◆ **ABOUT THIS EXERCISE**: Scan the material below for the string "grate". Report every line that has it.

◆ **RECORDS**:
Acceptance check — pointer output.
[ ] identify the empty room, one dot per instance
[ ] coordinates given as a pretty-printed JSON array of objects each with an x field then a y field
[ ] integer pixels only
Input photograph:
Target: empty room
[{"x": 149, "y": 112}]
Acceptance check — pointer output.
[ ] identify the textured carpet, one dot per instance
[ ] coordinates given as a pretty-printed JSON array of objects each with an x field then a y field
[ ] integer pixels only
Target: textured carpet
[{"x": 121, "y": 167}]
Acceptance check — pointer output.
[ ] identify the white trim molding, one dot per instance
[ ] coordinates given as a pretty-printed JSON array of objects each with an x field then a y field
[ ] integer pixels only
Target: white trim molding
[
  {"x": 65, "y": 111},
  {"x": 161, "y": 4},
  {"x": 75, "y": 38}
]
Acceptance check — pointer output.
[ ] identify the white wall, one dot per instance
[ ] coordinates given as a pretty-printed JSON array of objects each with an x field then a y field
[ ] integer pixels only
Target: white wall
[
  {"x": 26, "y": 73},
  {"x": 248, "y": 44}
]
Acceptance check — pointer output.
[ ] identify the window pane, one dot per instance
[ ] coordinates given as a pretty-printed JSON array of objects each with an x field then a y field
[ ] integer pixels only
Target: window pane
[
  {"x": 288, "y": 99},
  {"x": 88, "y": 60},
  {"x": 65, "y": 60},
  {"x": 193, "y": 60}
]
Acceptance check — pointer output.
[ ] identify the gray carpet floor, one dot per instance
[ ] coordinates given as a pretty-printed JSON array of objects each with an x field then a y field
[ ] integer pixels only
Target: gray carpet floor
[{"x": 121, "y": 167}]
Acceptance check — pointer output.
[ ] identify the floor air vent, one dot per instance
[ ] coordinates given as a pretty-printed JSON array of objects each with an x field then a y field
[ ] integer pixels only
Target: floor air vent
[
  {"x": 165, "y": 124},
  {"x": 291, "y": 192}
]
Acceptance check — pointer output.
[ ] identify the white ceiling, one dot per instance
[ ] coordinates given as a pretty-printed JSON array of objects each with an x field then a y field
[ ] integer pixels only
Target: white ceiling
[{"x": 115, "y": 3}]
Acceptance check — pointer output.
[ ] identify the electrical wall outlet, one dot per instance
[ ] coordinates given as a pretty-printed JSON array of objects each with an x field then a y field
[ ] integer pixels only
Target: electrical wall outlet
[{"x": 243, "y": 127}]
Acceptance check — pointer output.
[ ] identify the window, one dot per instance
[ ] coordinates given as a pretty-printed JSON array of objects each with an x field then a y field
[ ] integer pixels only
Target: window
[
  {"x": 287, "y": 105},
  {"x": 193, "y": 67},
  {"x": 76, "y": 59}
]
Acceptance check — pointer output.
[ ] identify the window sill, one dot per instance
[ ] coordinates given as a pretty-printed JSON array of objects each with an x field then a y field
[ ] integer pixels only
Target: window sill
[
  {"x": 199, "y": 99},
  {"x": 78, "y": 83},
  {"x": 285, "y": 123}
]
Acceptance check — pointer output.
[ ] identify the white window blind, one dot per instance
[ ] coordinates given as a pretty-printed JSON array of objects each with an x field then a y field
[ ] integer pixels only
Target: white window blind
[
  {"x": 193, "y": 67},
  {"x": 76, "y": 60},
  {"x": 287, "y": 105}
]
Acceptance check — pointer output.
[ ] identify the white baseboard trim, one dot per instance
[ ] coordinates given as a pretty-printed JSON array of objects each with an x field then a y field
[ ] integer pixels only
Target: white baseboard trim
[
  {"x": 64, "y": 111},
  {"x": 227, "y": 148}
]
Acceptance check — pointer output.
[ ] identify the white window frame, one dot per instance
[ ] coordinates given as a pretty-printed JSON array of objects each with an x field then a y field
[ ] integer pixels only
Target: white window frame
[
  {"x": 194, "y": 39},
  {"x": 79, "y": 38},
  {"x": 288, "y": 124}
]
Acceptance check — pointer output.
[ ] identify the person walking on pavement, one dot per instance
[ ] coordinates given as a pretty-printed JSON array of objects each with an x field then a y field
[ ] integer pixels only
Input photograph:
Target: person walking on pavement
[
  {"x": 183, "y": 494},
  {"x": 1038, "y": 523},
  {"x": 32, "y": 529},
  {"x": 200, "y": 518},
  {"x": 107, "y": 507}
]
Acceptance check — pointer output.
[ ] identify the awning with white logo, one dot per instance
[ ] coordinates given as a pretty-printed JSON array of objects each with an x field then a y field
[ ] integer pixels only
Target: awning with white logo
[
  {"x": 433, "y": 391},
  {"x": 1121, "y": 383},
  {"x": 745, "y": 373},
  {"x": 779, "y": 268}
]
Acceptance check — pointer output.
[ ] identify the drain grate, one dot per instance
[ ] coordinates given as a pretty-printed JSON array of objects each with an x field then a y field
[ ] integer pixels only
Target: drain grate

◆ **ANSWER BOX**:
[ ] identify the drain grate, one dot per instance
Target: drain grate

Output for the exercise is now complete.